[Raw rows]
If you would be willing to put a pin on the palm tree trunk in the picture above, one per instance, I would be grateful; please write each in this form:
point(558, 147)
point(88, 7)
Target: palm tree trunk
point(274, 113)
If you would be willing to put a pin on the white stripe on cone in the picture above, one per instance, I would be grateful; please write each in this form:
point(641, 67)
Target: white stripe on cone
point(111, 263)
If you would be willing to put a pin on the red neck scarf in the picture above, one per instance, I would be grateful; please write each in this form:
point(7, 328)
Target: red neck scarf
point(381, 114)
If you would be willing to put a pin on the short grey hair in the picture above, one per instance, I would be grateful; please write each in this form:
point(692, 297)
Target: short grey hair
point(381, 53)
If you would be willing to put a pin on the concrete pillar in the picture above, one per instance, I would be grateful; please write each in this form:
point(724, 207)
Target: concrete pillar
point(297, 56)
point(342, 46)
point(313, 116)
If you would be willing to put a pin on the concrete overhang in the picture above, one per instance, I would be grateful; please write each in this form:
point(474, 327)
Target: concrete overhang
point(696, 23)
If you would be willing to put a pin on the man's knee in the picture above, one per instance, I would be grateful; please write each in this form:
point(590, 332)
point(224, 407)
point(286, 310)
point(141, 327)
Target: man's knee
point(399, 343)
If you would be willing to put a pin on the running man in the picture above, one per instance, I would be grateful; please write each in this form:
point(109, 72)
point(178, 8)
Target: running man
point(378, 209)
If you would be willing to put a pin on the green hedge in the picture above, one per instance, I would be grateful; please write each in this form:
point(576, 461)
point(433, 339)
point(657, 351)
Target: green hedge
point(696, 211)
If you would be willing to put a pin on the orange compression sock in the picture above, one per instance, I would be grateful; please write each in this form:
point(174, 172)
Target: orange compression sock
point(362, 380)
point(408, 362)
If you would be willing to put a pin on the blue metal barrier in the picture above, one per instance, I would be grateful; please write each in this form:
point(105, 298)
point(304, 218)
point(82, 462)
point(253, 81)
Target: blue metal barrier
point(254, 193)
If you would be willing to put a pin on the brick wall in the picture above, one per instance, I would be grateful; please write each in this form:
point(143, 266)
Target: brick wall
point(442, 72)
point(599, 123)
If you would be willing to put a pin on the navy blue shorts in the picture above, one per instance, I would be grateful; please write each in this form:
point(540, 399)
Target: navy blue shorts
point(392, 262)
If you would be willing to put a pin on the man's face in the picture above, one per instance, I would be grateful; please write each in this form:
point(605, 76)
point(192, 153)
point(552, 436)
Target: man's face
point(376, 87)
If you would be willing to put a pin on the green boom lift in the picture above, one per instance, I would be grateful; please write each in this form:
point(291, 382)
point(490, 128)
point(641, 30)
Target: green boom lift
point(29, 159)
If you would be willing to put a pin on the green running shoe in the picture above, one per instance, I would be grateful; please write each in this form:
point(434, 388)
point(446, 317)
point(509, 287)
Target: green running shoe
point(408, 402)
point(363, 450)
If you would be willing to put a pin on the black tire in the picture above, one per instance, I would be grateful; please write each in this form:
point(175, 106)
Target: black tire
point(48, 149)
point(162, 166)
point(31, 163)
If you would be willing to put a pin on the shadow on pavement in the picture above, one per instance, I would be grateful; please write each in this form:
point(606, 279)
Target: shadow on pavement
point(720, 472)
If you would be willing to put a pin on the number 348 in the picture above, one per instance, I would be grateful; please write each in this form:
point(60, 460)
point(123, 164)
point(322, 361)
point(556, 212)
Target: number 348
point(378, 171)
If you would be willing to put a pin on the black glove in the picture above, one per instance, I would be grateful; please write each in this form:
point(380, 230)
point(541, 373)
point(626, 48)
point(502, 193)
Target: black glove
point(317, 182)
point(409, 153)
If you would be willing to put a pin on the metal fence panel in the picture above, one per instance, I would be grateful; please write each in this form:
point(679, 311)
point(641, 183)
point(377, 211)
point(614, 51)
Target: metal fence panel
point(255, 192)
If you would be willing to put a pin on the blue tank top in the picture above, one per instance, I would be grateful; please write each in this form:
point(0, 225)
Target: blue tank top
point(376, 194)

* **What you should do**
Could you copy out everything from the line containing "on the metal" down to the end of the rows, keeping each line unchanged?

* **Answer to the task**
If you would be willing to put a pin on the metal fence panel in the picture above, one per instance, I would be grateful; please write each in this form:
point(679, 311)
point(641, 183)
point(377, 211)
point(614, 51)
Target: metal fence panel
point(255, 192)
If you would be willing to put a pin on the blue tank top in the picture above, one per instance, I would be grateful; please write each in this form:
point(0, 225)
Target: blue tank top
point(376, 194)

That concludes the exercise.